Direction 1
List every configuration key in the Kafka Connect text's JSON config that begins with "github.".
Direction 2
Return every line of the records unchanged, including each point.

Document extract
We could write a simple python producer in order to do that, query Github’s API and produce a record for Kafka using a client library, but, Kafka Connect comes with additional benefits. It’s like Docker containers for Producers and Consumers, in fact, in Kafka Connect, the producers are called source connectors and the consumers sink connectors.

Installing the Github connector

To install the Github connector which is supported by Confluent, you have to download it from here. (click download zip)

After the download has finished, unzip the files.

Before installing it, if you visit: http://localhost:8083/connector-plugins you will see the currently installed connectors, there’s currently no Github connector.

To install it, we need to copy it’s folder into the Kafka Connect container, and restart it:

docker cp ./confluentinc-kafka-connect-github-1.0.1/. connect:/usr/share/java
docker restart connect

If we visit http://localhost:8083/connector-plugins again, we’ll see that the connector has been installed successfully:

{"class":"io.confluent.connect.github.GithubSourceConnector","type":"source","version":"1.0.1"},

Configuring the connector

There’s not configuration for the connector thus the connector isn’t running. To configured a connector you need to make a post request to the configuration endpoint, you can have as many configuration as you like for the connector, each configuration represents a worker in it’s own, the catch is that you need to use a different name.

To view the already configured connectors we can visit: localhost:8083/connectors/. As expected, an empty JSON should be returned.

To configure the Github connector, I took the sample config from it’s docummentation and adapted it into json format.

I’ve also chosen to use the JsonConverter instead of the AvroConverter for simplicity, and instead of getting the stargazers I’m getting the commits of the repo instead.

Here’s the config:

{
"name":"MyGithubConnector",
"config":{
"connector.class":"io.confluent.connect.github.GithubSourceConnector",
"confluent.topic.bootstrap.servers":"broker:29092",
"tasks.max":"1",
"confluent.topic.replication.factor":"1",
"github.service.url":"https://api.github.com",
"github.repositories":"apache/kafka",
"github.tables":"commits",
"github.since":"2019-01-01",
"github.access.token":"YOUR_PERSONAL_ACCESS_TOKEN",
"topic.name.pattern":"github-avro-${entityName}",
"key.converter":"org.apache.kafka.connect.json.JsonConverter",
"value.converter":" org.apache.kafka.connect.json.JsonConverter"

Records shown
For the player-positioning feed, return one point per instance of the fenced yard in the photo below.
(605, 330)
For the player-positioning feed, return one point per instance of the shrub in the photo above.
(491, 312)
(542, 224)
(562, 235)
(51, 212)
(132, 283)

Finished answer 1
github.service.url
github.repositories
github.tables
github.since
github.access.token

Finished answer 2
For the player-positioning feed, return one point per instance of the fenced yard in the photo below.
(605, 330)
For the player-positioning feed, return one point per instance of the shrub in the photo above.
(491, 312)
(542, 224)
(562, 235)
(51, 212)
(132, 283)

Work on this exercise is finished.